# Task details:
Copy the first line of the entries below and every line after it through the line containing "Query: roof". Do not include pictures.

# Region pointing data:
*-*-*

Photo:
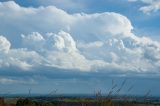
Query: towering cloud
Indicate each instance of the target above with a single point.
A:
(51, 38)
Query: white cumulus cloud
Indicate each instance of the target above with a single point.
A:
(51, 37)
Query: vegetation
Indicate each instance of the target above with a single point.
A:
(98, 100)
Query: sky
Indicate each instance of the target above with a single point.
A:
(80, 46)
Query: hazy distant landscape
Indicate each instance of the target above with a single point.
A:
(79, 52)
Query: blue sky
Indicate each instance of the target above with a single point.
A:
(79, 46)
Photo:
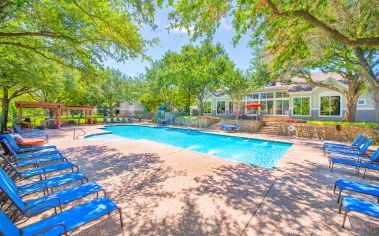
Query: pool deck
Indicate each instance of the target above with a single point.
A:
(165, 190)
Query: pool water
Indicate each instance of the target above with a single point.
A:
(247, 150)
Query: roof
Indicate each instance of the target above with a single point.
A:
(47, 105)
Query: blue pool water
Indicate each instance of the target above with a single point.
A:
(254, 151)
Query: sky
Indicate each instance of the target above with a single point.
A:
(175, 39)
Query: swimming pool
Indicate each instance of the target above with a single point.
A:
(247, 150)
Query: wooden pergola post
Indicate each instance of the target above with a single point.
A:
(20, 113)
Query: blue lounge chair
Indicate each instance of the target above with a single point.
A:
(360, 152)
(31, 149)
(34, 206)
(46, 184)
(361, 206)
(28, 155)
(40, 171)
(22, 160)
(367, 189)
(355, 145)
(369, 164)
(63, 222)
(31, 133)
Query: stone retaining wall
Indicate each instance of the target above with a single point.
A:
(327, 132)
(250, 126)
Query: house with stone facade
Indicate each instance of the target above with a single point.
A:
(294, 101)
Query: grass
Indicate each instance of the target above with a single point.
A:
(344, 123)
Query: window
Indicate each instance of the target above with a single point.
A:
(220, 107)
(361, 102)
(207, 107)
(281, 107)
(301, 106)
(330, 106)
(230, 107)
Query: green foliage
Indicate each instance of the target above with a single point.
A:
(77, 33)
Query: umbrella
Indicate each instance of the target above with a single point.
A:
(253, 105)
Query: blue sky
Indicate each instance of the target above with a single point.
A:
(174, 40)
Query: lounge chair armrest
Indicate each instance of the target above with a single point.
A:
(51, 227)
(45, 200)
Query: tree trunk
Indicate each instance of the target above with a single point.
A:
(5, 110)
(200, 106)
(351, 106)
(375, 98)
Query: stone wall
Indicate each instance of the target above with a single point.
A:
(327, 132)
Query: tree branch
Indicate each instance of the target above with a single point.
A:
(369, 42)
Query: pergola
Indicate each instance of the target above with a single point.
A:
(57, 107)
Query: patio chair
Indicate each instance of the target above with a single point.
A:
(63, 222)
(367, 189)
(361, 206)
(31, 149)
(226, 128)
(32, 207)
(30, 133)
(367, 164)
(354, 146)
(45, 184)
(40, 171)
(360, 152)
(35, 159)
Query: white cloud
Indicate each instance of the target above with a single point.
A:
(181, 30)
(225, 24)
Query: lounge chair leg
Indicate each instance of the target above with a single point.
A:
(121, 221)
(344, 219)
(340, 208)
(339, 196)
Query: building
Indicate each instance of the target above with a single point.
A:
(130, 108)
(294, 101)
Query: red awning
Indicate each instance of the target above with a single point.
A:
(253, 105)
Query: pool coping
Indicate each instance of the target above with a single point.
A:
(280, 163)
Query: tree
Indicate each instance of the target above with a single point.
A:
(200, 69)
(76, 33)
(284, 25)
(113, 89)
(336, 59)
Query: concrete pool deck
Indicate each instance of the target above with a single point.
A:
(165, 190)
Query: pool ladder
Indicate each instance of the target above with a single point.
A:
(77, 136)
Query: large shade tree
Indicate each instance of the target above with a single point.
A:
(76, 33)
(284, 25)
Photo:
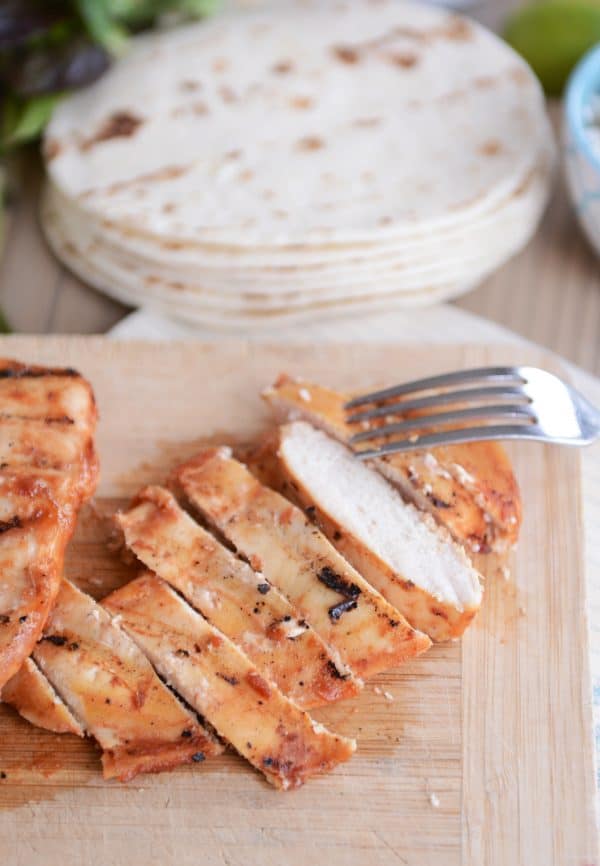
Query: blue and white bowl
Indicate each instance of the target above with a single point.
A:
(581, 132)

*-*-*

# Result of the exercise:
Photo:
Query: towering cloud
Indicate each instance of the target above with a single point.
A:
(51, 38)
Query: white cumulus cloud
Indicate each instance of the target above with a single point.
A:
(51, 37)
Query: vegetation
Indicate each instance of the target above with a single point.
A:
(98, 100)
Query: sky
Indicate each instance of the target above with a single point.
A:
(80, 46)
Query: hazy distant landscape
Indicate each instance of the target above with a single point.
A:
(79, 52)
Query: blue sky
Indicate each instance of the target above with a single point.
A:
(79, 46)
Photo:
Query: pool deck
Indicate each instance of the target above with a single point.
A:
(165, 190)
Query: pool water
Indicate each instance of the target above with a single point.
A:
(247, 150)
Query: roof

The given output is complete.